▸ What this task involves: Set down each line of the material that follows, exactly, with no pictures.

▸ Data section:
+ + +

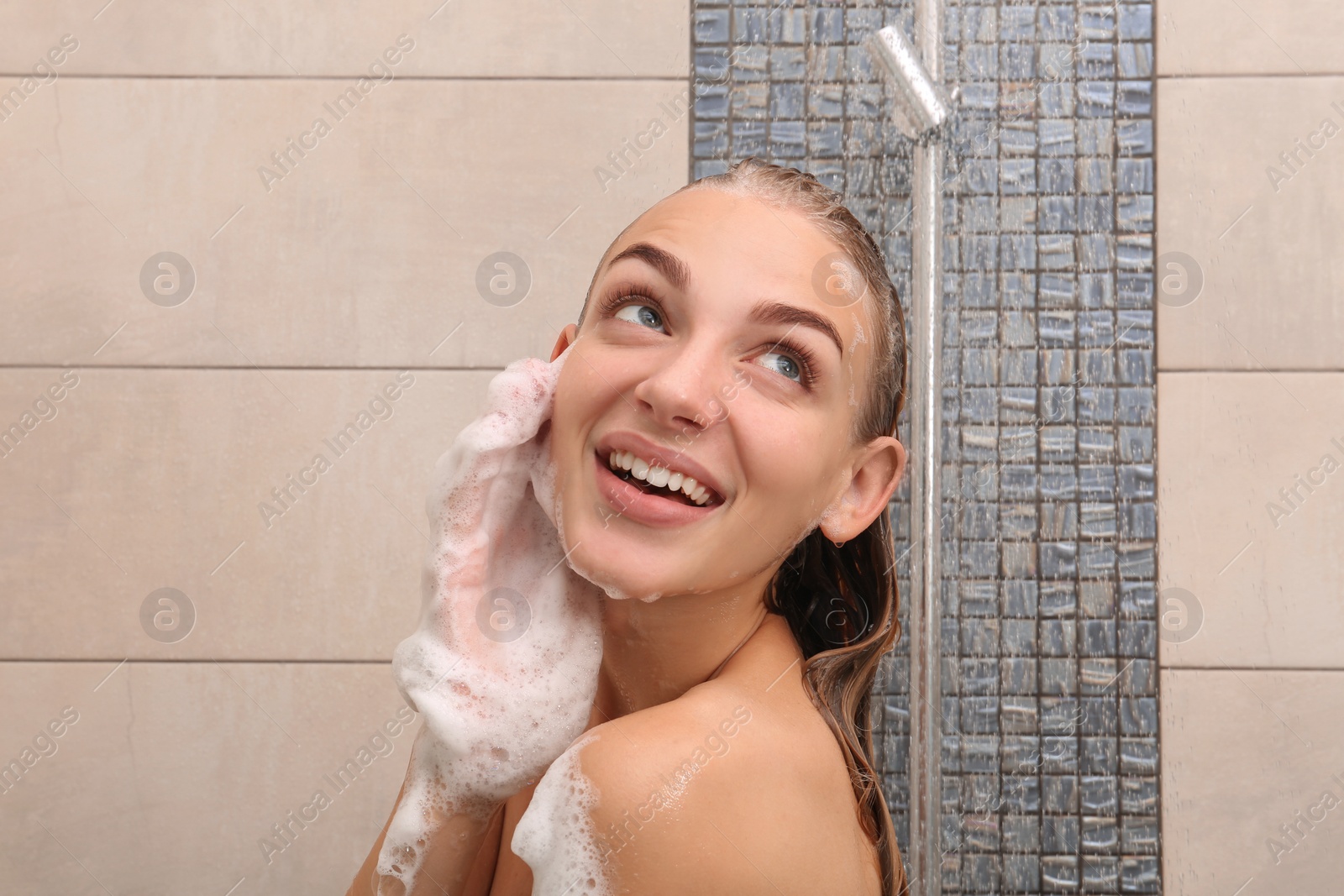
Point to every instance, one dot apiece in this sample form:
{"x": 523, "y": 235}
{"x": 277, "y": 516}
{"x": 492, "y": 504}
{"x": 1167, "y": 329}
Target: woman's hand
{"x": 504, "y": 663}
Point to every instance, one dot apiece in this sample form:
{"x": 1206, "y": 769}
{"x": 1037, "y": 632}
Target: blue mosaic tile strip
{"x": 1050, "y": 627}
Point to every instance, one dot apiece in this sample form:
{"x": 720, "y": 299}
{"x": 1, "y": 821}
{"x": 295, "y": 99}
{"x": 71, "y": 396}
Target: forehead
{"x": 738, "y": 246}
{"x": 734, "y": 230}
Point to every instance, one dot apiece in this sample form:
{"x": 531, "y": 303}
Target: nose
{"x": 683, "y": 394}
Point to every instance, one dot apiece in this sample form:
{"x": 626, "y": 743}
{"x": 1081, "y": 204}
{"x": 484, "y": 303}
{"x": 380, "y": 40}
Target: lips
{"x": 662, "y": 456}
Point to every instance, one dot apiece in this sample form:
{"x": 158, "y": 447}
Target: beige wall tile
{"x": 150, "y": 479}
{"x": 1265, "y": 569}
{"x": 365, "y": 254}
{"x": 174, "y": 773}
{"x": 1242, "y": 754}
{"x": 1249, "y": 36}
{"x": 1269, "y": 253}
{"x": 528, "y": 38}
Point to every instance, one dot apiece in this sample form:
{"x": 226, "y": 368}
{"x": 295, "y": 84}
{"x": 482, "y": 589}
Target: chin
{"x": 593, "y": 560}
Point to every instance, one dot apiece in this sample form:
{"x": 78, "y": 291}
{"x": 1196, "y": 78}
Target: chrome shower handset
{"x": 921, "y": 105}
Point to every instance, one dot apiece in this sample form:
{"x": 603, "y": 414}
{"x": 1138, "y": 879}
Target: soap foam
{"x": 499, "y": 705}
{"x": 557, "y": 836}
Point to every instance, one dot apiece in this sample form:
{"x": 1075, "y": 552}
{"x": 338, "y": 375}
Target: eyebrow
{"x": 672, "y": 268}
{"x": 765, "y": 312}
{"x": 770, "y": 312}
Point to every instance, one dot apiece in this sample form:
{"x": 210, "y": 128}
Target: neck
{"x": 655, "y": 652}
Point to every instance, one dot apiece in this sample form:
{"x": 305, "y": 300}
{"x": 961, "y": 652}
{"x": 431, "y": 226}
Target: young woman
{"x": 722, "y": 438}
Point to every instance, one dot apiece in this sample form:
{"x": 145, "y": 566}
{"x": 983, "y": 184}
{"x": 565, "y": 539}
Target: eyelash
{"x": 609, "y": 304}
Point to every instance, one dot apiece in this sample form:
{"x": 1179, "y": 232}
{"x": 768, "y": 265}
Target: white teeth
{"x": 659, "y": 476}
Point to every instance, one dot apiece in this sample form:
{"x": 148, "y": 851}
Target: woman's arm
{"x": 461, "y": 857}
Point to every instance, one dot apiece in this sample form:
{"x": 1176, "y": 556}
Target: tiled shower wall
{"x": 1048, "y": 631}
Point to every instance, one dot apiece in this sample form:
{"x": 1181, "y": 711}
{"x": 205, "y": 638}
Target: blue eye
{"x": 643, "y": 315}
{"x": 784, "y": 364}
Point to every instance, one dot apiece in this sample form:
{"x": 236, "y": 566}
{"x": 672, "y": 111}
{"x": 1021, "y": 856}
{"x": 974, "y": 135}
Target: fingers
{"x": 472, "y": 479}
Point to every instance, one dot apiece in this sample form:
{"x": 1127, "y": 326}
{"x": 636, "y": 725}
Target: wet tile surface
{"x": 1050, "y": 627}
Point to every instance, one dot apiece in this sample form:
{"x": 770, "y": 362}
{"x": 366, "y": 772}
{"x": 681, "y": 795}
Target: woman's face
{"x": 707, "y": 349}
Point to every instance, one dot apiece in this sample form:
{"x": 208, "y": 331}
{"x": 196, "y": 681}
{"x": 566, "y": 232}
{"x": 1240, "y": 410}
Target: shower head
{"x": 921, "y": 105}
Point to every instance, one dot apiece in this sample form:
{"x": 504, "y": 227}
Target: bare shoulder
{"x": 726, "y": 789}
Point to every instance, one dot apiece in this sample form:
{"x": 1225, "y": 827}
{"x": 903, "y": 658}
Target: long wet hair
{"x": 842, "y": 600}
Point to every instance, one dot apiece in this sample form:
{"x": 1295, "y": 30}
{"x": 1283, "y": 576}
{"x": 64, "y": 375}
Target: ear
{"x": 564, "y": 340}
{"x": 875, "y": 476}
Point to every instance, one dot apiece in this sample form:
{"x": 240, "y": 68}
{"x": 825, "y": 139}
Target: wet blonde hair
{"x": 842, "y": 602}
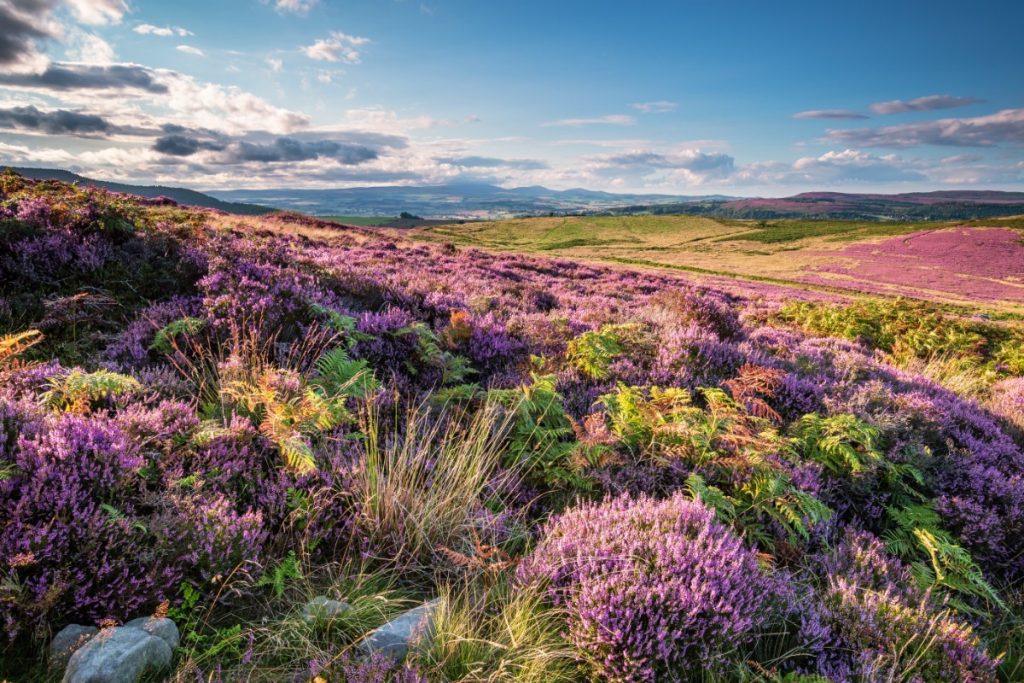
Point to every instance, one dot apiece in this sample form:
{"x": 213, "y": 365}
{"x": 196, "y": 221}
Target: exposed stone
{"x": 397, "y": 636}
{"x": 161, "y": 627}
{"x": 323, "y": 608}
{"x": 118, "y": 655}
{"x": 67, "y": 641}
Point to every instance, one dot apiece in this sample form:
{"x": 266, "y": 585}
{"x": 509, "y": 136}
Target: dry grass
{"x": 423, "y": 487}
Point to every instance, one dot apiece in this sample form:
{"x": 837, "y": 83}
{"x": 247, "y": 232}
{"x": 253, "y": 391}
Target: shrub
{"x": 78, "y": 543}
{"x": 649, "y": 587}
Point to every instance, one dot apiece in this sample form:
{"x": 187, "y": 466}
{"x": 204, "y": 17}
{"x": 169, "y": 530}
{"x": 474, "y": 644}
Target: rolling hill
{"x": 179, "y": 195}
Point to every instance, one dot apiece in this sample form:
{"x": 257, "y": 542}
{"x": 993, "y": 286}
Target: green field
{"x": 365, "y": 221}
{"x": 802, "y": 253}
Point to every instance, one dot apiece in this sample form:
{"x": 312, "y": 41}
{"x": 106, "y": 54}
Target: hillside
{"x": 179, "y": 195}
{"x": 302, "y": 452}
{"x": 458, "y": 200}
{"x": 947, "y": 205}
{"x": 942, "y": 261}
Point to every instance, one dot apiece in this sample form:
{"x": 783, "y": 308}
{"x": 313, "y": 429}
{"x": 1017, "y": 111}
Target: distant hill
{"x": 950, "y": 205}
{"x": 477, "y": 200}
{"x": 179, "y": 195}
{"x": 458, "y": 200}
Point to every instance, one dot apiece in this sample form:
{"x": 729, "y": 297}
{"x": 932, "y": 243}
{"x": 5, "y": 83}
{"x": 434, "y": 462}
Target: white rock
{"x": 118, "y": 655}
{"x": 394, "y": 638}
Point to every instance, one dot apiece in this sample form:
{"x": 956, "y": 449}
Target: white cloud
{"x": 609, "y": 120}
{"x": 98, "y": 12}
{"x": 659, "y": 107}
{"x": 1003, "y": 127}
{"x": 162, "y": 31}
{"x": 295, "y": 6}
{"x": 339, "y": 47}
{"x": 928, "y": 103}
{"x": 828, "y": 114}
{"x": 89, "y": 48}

+ + +

▸ Written response:
Point to every instance, one dot apiece in this sample form:
{"x": 523, "y": 235}
{"x": 277, "y": 516}
{"x": 492, "y": 504}
{"x": 1167, "y": 329}
Target: woman's hand
{"x": 504, "y": 663}
Point to every instance, one dot apiece in this sample form:
{"x": 1206, "y": 769}
{"x": 1037, "y": 632}
Target: blue mosaic tile strip
{"x": 1050, "y": 627}
Point to every instance, one dot apiece in this sample form:
{"x": 720, "y": 299}
{"x": 1, "y": 821}
{"x": 295, "y": 99}
{"x": 71, "y": 396}
Target: forehead
{"x": 738, "y": 246}
{"x": 734, "y": 230}
Point to every instance, one dot apiece in this sample form:
{"x": 531, "y": 303}
Target: nose
{"x": 683, "y": 394}
Point to every instance, one dot apiece in this sample form:
{"x": 626, "y": 743}
{"x": 1081, "y": 204}
{"x": 484, "y": 303}
{"x": 380, "y": 40}
Target: lips
{"x": 662, "y": 456}
Point to every instance, one dot apiece in this sample form:
{"x": 158, "y": 447}
Target: beige wall tile
{"x": 150, "y": 479}
{"x": 1265, "y": 569}
{"x": 365, "y": 254}
{"x": 174, "y": 773}
{"x": 1242, "y": 754}
{"x": 1249, "y": 36}
{"x": 1269, "y": 253}
{"x": 528, "y": 38}
Point to every instance, one dot apiece in this sample form:
{"x": 226, "y": 368}
{"x": 295, "y": 84}
{"x": 482, "y": 589}
Target: chin
{"x": 593, "y": 560}
Point to every instance, one dot apiece in this sample form:
{"x": 78, "y": 291}
{"x": 1196, "y": 78}
Target: chrome shower handset
{"x": 921, "y": 105}
Point to every instance, one dot apiece in this sample form:
{"x": 603, "y": 414}
{"x": 1138, "y": 879}
Target: soap foam
{"x": 499, "y": 705}
{"x": 557, "y": 836}
Point to every instance, one dot apiece in this sample form:
{"x": 1075, "y": 552}
{"x": 338, "y": 375}
Target: eyebrow
{"x": 672, "y": 268}
{"x": 765, "y": 312}
{"x": 770, "y": 312}
Point to every instance, one dot apiece in this sample form:
{"x": 210, "y": 128}
Target: neck
{"x": 655, "y": 652}
Point to every instance, one dot apiece in this sample form:
{"x": 305, "y": 300}
{"x": 961, "y": 652}
{"x": 431, "y": 226}
Target: young woman
{"x": 722, "y": 438}
Point to every instance, one dot apiece in this sample form:
{"x": 145, "y": 566}
{"x": 983, "y": 184}
{"x": 565, "y": 539}
Target: eyelash
{"x": 609, "y": 304}
Point to every instance, one dot apiece in this sample form:
{"x": 1179, "y": 232}
{"x": 768, "y": 265}
Target: white teeth
{"x": 659, "y": 476}
Point to every instance, one dot apiece in this sample form:
{"x": 148, "y": 851}
Target: woman's arm
{"x": 461, "y": 857}
Point to every instance, one dot apiece in this sample form:
{"x": 1176, "y": 556}
Target: tiled shower wall
{"x": 1048, "y": 631}
Point to every instance, one dot apiece in this sample form:
{"x": 1181, "y": 711}
{"x": 205, "y": 638}
Target: blue eye
{"x": 643, "y": 315}
{"x": 784, "y": 364}
Point to every instance, one dot apiece in this sample form:
{"x": 236, "y": 566}
{"x": 672, "y": 111}
{"x": 1021, "y": 856}
{"x": 974, "y": 135}
Target: fingers
{"x": 472, "y": 479}
Point to every instance, one dot apiece in this sample form:
{"x": 1127, "y": 326}
{"x": 636, "y": 725}
Target: wet tile surface
{"x": 1050, "y": 627}
Point to every instance, one dot apiece in this sample form:
{"x": 770, "y": 362}
{"x": 366, "y": 772}
{"x": 681, "y": 795}
Target: woman's face
{"x": 707, "y": 349}
Point to every instance, one dot apiece in this sample form:
{"x": 208, "y": 331}
{"x": 196, "y": 681}
{"x": 566, "y": 232}
{"x": 1240, "y": 410}
Target: shower head
{"x": 921, "y": 105}
Point to every instance, one dot apiece in this sample form:
{"x": 504, "y": 227}
Target: bare shoulder
{"x": 726, "y": 789}
Point to every instance, one dot apiece in this sample form:
{"x": 1225, "y": 827}
{"x": 903, "y": 658}
Target: long wet hair
{"x": 842, "y": 600}
Point to every instance, one dot apiece in this sample form:
{"x": 1295, "y": 30}
{"x": 1283, "y": 576}
{"x": 64, "y": 375}
Target: ear
{"x": 564, "y": 340}
{"x": 875, "y": 476}
Point to every instance, one dot apiece in this sample form:
{"x": 240, "y": 68}
{"x": 825, "y": 139}
Target: wet blonde hair
{"x": 842, "y": 602}
Point to every instance, one dot apiece in this sample form:
{"x": 213, "y": 365}
{"x": 196, "y": 221}
Target: exposed stone
{"x": 397, "y": 636}
{"x": 161, "y": 627}
{"x": 323, "y": 608}
{"x": 118, "y": 655}
{"x": 67, "y": 641}
Point to every instance, one dot apiece in this sample form:
{"x": 266, "y": 585}
{"x": 509, "y": 136}
Target: dry grass
{"x": 423, "y": 487}
Point to every instance, one dot apiece in this sample form:
{"x": 837, "y": 83}
{"x": 247, "y": 232}
{"x": 253, "y": 391}
Target: shrub
{"x": 78, "y": 543}
{"x": 649, "y": 587}
Point to every instance, one dot apiece in this sample form:
{"x": 187, "y": 466}
{"x": 204, "y": 17}
{"x": 169, "y": 530}
{"x": 474, "y": 644}
Target: rolling hill
{"x": 179, "y": 195}
Point to every instance, one dot apiece in this sample form:
{"x": 257, "y": 542}
{"x": 993, "y": 286}
Target: green field
{"x": 365, "y": 221}
{"x": 802, "y": 253}
Point to every instance, one dot apiece in this sample form:
{"x": 312, "y": 41}
{"x": 106, "y": 54}
Target: hillside
{"x": 179, "y": 195}
{"x": 302, "y": 452}
{"x": 458, "y": 200}
{"x": 947, "y": 205}
{"x": 942, "y": 261}
Point to every instance, one dot apiece in this sample form:
{"x": 783, "y": 308}
{"x": 313, "y": 429}
{"x": 1017, "y": 111}
Target: distant hill
{"x": 950, "y": 205}
{"x": 477, "y": 200}
{"x": 179, "y": 195}
{"x": 458, "y": 200}
Point to every instance, one dot apiece in this sample form:
{"x": 729, "y": 297}
{"x": 932, "y": 243}
{"x": 5, "y": 83}
{"x": 434, "y": 462}
Target: white rock
{"x": 118, "y": 655}
{"x": 394, "y": 638}
Point to every instance, one dot apiece in this sample form:
{"x": 956, "y": 449}
Target: white cloud
{"x": 609, "y": 120}
{"x": 98, "y": 12}
{"x": 659, "y": 107}
{"x": 1003, "y": 127}
{"x": 162, "y": 31}
{"x": 295, "y": 6}
{"x": 339, "y": 47}
{"x": 928, "y": 103}
{"x": 828, "y": 114}
{"x": 89, "y": 48}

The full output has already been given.